■ PASSAGE PROVIDED

Safety tips for your home… and your pets
Here are some general safety tips for keeping your home and pets safe from coyotes.
- Avoid feeding your pets outside as the food smells will attract the coyotes to come near. If you feed your pets outside, pick up the food and the bowls when they are done eating.
- Remove all food attractants from your yard (fallen fruit, rotten food, or garbage). Cover up and secure compost piles so the coyotes cannot snack on them. Clean and cover your outdoor kitchens and grills when you are done using them, so leftover food odors cannot be detected. Don’t forget to check the grease trays on your barbecues and smokers.
- Clean up the areas around bird feeders or small animal feeders– the food will attract the small animals as well as the coyotes. The coyotes will eat the food and then also prey on the small animals around the feeders.
- Dogs smaller than 40 pounds are often regarded as prey for coyotes. Do not leave them outside unattended, especially after dark, as coyotes will see them as easy prey. Outdoor cats are also thought of as prey, so if they do not have a safe shelter to hide in, they are at risk. Do not let your pets out before sunrise or after sundown without your supervision, or you could risk having a coyote come across your pet.
- Do not tie your dog up alone in the yard as this leaves them vulnerable and unable to escape if predators come into your yard.
- If you have a fence, check your fencing regularly. As we have already mentioned, coyotes can be excellent jumpers. Coyotes have been spotted jumping fences up to 6 feet tall. Just because you have a fenced yard does not mean your yard is entirely safe from visitors. If you have a fenced yard, consider putting something called “Coyote Rollers,” which are installed at the top of your fence and prevent anything from climbing over the fence. Check out the coyote roller website to see how they work! Aside from keeping critters from jumping your fences, also inspect the bottom of your fencing. Coyotes and other predators are known to dig under fencing as well, and fencing that is not at least 12-18″ underground has a chance of a critter digging under it.
What more can we do to protect our property and pets?
Aside from following the home safety tips mentioned, here are a few more things you can do to make coyotes feel unwelcome in your yard:
- Install floodlights around your home that are motion activated. Coyotes like to wander in the dark where they feel that they are not easily spotted. Stumbling on a motion light might startle them and cause them to think twice before coming closer to your house.
- Pick up your pets’ poop. Coyotes can smell your pet’s poop and might get more curious about visiting your property for a potential meal.

■ MATERIAL SUPPLIED

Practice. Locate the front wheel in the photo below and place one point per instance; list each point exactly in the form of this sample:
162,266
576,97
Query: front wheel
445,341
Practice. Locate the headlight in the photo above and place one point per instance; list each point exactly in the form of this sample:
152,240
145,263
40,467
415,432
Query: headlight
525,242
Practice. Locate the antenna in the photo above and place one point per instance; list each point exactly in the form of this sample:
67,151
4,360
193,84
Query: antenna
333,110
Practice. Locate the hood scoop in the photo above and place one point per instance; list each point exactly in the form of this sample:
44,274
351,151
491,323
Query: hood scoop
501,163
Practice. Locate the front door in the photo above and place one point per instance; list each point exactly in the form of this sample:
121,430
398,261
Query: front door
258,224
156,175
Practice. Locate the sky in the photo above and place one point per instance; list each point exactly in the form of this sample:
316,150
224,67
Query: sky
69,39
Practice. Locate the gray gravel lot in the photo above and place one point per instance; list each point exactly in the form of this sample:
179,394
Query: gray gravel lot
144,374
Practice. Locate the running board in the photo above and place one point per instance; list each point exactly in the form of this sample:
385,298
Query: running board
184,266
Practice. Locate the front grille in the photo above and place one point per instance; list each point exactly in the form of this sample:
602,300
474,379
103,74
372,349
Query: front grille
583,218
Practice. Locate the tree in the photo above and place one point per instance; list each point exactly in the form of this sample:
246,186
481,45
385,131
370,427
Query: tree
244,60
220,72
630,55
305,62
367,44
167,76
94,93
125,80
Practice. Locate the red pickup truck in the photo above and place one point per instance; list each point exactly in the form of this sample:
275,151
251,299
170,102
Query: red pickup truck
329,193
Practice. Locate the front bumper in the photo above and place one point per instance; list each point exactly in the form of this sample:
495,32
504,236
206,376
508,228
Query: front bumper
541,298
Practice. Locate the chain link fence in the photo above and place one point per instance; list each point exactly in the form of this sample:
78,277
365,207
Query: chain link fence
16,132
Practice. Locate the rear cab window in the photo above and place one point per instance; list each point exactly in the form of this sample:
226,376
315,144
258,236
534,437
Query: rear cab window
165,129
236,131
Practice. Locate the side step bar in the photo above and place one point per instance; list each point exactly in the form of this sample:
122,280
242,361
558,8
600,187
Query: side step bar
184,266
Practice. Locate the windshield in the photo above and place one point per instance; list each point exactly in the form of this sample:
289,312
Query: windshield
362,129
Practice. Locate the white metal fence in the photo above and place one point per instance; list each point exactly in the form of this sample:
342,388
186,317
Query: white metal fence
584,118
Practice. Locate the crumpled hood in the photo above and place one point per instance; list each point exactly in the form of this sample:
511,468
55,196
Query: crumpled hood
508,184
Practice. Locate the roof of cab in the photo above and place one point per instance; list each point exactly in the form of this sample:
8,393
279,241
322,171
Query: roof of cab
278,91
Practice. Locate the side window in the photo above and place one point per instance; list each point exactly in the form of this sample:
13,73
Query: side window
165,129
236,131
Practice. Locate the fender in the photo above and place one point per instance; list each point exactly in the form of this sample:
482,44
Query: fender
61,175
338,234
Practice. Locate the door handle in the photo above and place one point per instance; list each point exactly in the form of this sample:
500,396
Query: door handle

■ TASK
Reproduce the part of the coyote safety tips that opens with the words containing "- Remove all" and closes with "around the feeders.". None of the lines are needed for this.

■ REPLY
- Remove all food attractants from your yard (fallen fruit, rotten food, or garbage). Cover up and secure compost piles so the coyotes cannot snack on them. Clean and cover your outdoor kitchens and grills when you are done using them, so leftover food odors cannot be detected. Don’t forget to check the grease trays on your barbecues and smokers.
- Clean up the areas around bird feeders or small animal feeders– the food will attract the small animals as well as the coyotes. The coyotes will eat the food and then also prey on the small animals around the feeders.